Dokumen Sumber:

Natanael berharap, untuk membuktikan bahwa apakah benar Yesus adalah Pribadi dahsyat yang datang dari Nazaret yang kecil, ia sudah membayangkan bahwa ia akan bertanya dengan sejumlah pertanyaan apakah benar Yesus adalah Mesias seperti yang diceritakan Filipus. Namun, alih-alih Natanael bertanya ini dan itu, yang terjadi adalah Yesus sudah terlebih dahulu menyatakan sesuatu pada diri Natanael, bahwa sebelum Filipus mengajak Natanael kepada-Nya, Ia telah melihat Natanael di bawah pohon ara. Bukannya Natanael yang “melihat” Yesus, namun Yesus yang “melihat” Natanael terlebih dahulu. Dan sungguh pertemuan dengan Yesus benar-benar sebuah pengalaman Natanael yang luar biasa.

Entri yang Diberikan:
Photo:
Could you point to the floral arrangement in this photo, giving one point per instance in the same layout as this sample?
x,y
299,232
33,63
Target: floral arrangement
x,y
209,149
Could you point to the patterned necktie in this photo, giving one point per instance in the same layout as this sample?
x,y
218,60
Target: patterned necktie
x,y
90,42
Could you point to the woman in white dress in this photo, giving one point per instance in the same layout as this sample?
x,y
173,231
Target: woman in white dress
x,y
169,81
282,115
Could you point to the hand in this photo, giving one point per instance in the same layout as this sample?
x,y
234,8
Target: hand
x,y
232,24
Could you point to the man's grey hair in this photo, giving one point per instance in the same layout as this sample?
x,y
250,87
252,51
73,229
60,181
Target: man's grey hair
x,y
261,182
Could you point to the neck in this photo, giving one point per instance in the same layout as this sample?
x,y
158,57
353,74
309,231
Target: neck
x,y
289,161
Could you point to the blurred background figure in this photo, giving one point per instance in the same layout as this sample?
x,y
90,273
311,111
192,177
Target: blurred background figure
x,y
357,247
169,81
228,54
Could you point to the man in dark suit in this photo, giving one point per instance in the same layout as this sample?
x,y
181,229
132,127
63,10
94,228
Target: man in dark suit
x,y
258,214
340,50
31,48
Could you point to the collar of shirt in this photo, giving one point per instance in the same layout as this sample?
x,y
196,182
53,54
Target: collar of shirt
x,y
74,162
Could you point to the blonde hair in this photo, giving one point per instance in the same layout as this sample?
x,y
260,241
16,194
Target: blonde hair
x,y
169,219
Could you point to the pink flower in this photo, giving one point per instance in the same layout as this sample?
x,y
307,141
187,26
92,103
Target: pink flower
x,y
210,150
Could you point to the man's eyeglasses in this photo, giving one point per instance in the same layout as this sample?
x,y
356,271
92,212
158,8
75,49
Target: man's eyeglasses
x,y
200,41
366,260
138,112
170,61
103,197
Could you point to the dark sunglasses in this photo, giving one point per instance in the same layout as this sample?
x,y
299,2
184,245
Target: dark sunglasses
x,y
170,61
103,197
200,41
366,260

Daftar Tugas:
A) Menurut teks tentang Natanael, di mana Yesus telah melihat Natanael sebelum Filipus mengajaknya kepada-Nya?
B) Tentukan apakah setiap pernyataan berikut sesuai dengan teks tentang Natanael, lalu sertakan kata-kata teks yang menjadi penentunya: (i) Natanael yang lebih dahulu "melihat" Yesus. (ii) Filipus menceritakan bahwa Yesus adalah Mesias. (iii) Natanael sempat mengajukan sejumlah pertanyaan kepada Yesus.
C) Teruskan teks tentang Natanael, dimulai setelah kalimat terakhirnya.

Jawaban Tiap Tugas:
A) Di bawah pohon ara.

B)
(i) Tidak. "Bukannya Natanael yang “melihat” Yesus, namun Yesus yang “melihat” Natanael terlebih dahulu."
(ii) Ya. "apakah benar Yesus adalah Mesias seperti yang diceritakan Filipus"
(iii) Tidak. "alih-alih Natanael bertanya ini dan itu, yang terjadi adalah Yesus sudah terlebih dahulu menyatakan sesuatu pada diri Natanael"

C)
Mari jemaat Tuhan, ketika kita mendengar bahwa ada Pribadi yang dahsyat rindu untuk bertemu dengan kita anak-anak-Nya. Ia mengundang kita agar mengalami sebuah pengalaman pribadi yang belum pernah kita alami. Apakah kita akan menyambut-Nya dengan ketulusan hati, ataukah kita bersikap seolah-olah tidak memerlukannya? 

Tuhan Yesus memberkati! 

Kepalsuan Menghalangi Pengenalan (Pesan Gembala, 9 Februari 2020)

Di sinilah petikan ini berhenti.